## Task
Output the line containing "Exercise. Put one point on each instance of the white office", then every remaining line of the entries below, exactly as written and with no other text.

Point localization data

* * * * * * *

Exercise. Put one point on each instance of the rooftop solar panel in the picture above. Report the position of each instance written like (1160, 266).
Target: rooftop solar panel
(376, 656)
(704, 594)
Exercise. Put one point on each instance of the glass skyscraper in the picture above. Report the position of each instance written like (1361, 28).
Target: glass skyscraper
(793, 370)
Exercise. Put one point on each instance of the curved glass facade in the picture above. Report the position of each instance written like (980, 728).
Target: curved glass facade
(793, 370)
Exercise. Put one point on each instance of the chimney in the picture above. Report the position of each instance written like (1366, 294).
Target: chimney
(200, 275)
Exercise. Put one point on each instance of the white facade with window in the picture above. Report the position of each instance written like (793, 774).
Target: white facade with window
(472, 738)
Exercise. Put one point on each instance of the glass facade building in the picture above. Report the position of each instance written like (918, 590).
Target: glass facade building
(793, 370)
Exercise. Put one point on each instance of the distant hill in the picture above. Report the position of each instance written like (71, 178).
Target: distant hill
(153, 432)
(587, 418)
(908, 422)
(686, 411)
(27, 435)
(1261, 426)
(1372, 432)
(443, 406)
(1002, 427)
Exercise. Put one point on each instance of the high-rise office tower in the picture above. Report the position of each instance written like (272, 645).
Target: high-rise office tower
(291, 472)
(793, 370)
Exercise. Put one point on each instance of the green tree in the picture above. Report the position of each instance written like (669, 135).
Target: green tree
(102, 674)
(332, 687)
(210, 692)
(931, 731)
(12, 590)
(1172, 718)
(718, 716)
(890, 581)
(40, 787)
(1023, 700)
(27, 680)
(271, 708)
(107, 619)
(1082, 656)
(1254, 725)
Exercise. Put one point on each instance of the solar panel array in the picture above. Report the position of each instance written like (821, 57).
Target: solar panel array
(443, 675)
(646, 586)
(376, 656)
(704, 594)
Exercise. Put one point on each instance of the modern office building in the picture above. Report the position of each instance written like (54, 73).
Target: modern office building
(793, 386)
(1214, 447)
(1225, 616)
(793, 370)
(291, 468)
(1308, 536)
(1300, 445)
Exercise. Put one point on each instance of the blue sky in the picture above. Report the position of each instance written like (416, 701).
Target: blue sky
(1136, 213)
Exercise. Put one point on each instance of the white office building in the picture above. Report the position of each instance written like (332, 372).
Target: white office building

* * * * * * *

## Result for this exercise
Exercise. Put one point on each instance of the white office building in the picture above. Report the position of each instance written like (332, 372).
Target: white office building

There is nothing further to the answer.